» ABOUT THIS EXERCISE
In the entries that follow, find the line containing "Target: green stole"; from there, copy every line exactly through the line containing "Spot the black face".

*** Opening of RECORD EXCERPTS ***

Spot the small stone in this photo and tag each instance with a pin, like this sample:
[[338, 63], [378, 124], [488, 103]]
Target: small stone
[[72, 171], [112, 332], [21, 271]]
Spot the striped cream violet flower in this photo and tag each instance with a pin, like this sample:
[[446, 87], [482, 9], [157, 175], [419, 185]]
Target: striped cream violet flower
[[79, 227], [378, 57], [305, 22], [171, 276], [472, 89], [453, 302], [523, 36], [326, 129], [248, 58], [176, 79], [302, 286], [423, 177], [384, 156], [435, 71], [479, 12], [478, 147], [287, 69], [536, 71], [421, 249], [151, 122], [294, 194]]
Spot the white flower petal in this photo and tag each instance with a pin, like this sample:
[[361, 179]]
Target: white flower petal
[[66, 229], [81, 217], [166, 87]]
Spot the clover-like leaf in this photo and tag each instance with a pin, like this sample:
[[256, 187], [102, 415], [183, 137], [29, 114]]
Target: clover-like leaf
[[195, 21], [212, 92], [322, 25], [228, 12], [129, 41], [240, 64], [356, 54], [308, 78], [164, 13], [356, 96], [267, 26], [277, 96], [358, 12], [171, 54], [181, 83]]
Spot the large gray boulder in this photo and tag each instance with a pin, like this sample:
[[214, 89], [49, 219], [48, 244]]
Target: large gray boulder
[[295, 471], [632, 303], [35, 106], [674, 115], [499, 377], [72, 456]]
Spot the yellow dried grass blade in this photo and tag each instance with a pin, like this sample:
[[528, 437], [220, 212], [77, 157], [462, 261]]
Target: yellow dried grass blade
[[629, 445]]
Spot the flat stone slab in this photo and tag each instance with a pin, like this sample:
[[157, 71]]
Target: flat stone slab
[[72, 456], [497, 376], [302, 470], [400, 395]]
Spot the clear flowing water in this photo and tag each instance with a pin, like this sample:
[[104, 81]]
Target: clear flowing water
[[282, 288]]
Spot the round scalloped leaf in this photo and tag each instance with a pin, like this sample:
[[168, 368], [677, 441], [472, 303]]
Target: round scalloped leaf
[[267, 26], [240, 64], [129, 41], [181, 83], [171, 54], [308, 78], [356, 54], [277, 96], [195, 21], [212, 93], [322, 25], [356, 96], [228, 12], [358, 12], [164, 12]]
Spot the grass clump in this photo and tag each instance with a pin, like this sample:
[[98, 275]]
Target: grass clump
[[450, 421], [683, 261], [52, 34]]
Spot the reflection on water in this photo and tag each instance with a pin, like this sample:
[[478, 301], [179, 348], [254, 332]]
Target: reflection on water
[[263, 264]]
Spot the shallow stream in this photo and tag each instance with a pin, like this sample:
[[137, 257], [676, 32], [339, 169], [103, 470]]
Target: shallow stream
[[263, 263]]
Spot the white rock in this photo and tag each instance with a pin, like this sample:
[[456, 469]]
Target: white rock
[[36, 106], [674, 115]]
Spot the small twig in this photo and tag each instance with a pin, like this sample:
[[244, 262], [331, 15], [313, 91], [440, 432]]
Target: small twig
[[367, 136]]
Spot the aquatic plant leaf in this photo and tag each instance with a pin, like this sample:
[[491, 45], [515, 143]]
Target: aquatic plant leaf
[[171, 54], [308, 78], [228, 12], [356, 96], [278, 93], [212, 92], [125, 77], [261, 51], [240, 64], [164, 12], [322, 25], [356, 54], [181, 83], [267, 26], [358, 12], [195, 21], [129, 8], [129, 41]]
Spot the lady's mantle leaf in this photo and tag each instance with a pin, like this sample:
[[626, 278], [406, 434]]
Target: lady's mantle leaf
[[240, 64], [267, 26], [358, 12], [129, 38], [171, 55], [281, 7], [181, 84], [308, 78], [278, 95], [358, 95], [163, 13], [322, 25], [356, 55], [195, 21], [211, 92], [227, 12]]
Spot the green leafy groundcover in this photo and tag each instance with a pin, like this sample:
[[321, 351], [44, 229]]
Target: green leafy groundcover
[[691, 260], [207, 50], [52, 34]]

*** Close of RECORD EXCERPTS ***
*** Opening of RECORD EXCERPTS ***

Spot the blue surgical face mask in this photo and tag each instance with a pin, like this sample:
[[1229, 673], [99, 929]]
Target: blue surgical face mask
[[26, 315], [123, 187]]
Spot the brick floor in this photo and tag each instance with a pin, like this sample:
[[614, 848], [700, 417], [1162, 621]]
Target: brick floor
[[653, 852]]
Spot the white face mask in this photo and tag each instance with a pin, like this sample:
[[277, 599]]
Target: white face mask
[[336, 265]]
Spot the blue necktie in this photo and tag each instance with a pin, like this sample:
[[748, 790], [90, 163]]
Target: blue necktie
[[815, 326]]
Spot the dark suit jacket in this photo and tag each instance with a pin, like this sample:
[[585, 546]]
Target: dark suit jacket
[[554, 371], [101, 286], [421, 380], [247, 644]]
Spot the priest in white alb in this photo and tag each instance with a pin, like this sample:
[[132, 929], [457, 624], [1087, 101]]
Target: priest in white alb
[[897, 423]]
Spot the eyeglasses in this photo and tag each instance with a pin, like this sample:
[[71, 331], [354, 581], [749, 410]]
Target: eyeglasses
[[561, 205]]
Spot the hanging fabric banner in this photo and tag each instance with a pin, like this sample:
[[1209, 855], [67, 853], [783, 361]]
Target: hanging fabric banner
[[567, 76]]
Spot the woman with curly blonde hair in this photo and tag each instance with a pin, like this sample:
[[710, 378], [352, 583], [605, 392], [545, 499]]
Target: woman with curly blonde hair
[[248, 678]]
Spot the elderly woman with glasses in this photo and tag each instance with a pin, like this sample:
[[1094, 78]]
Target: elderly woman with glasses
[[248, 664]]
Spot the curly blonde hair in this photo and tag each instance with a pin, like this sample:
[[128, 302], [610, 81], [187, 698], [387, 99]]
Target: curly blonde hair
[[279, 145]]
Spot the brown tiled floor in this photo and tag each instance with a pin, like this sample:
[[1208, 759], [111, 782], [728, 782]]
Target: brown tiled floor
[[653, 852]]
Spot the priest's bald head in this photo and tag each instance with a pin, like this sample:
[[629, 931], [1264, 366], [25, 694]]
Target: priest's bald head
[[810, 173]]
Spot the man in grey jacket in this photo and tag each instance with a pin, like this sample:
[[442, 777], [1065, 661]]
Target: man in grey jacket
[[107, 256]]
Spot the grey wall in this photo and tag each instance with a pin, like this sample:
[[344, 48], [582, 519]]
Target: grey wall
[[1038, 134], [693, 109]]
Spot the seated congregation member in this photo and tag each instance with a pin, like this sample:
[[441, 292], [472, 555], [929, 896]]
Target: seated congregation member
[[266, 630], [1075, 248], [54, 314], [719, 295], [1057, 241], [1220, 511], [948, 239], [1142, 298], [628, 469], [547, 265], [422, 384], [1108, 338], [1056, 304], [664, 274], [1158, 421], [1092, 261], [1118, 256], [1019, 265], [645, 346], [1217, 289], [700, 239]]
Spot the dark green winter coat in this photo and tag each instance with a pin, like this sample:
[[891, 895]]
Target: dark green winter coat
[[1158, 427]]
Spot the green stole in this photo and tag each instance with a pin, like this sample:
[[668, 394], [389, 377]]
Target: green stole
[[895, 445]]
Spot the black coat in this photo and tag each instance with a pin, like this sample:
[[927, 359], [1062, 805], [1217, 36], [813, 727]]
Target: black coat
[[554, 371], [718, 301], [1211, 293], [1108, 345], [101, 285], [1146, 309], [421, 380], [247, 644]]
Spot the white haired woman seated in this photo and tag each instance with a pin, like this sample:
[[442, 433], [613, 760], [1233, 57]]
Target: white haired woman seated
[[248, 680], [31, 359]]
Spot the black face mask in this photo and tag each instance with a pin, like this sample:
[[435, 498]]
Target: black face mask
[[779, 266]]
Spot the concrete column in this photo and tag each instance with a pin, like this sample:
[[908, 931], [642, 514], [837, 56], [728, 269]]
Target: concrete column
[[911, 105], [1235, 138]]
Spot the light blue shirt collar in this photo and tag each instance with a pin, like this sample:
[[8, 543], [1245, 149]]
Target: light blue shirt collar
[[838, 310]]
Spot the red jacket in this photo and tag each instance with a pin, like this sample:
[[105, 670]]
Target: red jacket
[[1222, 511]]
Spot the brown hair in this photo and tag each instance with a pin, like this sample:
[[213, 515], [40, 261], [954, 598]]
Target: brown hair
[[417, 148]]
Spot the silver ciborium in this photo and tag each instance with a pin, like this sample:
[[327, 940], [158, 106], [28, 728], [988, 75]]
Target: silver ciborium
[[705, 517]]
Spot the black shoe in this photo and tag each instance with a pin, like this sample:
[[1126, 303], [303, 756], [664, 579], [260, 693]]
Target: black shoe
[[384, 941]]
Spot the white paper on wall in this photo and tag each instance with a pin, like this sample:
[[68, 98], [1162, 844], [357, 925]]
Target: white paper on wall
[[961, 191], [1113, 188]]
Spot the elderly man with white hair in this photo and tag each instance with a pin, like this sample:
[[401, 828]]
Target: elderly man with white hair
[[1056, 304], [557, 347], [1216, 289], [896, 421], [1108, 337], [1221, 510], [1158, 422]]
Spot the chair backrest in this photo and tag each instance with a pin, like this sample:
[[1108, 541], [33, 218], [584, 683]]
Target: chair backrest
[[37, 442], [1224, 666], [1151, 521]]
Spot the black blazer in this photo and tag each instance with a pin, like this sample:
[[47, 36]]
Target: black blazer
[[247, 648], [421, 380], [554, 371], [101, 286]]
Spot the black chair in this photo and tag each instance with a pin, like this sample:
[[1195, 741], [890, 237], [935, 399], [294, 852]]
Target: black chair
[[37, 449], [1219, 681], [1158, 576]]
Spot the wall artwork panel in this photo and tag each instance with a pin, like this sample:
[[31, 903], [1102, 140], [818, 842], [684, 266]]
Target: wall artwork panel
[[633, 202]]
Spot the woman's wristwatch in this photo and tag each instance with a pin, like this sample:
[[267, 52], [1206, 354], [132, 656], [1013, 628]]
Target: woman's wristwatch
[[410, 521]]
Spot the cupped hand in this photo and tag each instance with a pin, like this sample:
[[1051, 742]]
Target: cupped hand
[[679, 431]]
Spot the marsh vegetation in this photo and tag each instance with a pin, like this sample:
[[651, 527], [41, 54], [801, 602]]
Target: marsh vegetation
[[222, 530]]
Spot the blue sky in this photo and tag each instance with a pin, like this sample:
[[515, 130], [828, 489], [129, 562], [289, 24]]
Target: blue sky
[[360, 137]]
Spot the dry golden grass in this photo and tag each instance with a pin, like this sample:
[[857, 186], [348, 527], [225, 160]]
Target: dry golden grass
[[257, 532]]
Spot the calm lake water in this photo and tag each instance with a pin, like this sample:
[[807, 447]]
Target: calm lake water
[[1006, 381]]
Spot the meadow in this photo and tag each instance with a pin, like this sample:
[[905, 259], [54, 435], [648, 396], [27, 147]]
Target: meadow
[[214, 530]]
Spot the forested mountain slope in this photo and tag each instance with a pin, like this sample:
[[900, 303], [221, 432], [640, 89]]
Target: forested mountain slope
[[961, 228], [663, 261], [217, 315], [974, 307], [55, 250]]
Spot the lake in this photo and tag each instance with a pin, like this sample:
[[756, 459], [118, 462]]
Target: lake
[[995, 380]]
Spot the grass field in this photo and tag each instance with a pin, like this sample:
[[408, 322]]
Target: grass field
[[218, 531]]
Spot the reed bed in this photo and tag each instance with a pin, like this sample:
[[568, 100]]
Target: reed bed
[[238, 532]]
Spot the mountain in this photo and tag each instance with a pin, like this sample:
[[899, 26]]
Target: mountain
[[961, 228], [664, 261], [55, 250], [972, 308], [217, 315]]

*** Close of RECORD EXCERPTS ***
*** Opening of RECORD EXCERPTS ***

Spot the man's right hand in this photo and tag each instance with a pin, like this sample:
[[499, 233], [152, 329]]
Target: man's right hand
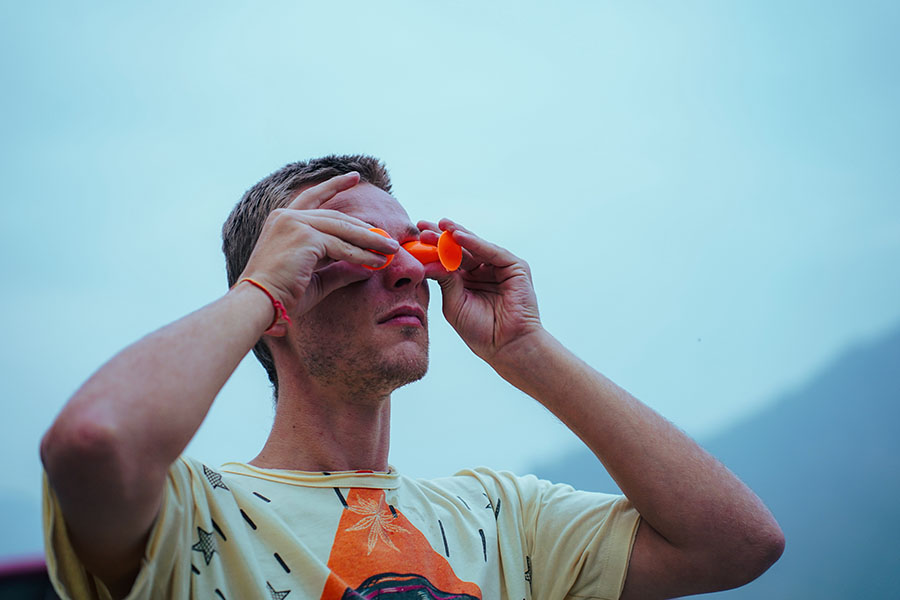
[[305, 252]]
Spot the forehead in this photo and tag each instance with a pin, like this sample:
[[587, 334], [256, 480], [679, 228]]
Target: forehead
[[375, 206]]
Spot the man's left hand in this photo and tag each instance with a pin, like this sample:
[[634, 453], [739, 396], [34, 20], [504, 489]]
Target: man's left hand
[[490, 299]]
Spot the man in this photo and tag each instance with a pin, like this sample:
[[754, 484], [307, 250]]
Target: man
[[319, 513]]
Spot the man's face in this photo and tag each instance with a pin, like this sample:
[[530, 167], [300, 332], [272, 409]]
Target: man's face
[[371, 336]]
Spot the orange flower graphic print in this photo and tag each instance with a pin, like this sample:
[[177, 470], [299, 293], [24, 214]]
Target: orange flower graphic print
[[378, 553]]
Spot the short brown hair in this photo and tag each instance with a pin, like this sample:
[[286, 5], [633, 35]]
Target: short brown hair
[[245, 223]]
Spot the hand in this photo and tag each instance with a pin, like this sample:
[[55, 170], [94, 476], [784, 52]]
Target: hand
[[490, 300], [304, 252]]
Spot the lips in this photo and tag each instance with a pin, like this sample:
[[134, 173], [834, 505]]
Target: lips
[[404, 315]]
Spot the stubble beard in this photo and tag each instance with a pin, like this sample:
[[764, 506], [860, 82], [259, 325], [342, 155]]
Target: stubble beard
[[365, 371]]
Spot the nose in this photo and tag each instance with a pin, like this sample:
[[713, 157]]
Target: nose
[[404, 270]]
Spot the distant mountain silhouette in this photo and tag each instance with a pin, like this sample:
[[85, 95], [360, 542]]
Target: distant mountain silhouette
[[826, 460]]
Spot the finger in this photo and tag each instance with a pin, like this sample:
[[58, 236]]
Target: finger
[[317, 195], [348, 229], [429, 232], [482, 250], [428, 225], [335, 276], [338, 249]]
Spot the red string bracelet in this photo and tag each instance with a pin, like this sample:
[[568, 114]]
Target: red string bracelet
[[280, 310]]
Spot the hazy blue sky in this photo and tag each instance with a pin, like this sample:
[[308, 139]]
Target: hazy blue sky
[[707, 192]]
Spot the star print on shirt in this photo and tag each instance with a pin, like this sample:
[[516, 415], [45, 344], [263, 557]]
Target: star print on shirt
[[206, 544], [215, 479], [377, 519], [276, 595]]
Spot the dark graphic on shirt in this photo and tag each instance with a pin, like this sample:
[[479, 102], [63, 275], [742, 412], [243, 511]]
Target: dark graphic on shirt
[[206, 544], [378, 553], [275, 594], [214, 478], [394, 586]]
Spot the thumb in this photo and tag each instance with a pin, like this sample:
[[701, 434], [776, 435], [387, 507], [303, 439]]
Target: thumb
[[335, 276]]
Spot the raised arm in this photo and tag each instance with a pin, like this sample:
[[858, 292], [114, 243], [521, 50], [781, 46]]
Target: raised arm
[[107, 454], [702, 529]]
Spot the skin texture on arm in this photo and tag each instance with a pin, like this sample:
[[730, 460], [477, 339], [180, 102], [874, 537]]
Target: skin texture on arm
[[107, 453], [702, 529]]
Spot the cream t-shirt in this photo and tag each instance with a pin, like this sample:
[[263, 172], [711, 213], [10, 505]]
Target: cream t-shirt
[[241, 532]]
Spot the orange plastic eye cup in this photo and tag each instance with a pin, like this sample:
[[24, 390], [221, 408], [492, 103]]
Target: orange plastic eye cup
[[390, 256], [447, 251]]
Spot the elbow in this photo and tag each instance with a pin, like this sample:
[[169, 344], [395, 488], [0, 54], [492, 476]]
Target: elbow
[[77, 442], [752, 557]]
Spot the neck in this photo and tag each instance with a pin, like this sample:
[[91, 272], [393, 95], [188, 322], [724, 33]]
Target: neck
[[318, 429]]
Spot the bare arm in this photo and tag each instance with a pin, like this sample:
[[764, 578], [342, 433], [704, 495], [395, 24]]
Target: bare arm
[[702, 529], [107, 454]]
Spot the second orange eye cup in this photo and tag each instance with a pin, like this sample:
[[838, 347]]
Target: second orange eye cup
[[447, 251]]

*** Close of RECORD EXCERPTS ***

» SOLUTION TO THIS EXERCISE
Target: green stole
[[895, 445]]
Spot the black coat in this photo and tag each instance with a pin, like this sample:
[[927, 359], [1062, 805], [1217, 36], [813, 727]]
Target: black coat
[[554, 371], [718, 301], [1211, 293], [1108, 345], [101, 285], [1146, 309], [421, 380], [247, 644]]
Spot the white haired woman seated in this photo and tag each instance with a pin, like this sample:
[[442, 433], [613, 760], [1233, 57]]
Target: white haired woman seated
[[248, 680], [31, 359]]
Spot the black face mask in this photo and tag each instance with a pin, like this sample:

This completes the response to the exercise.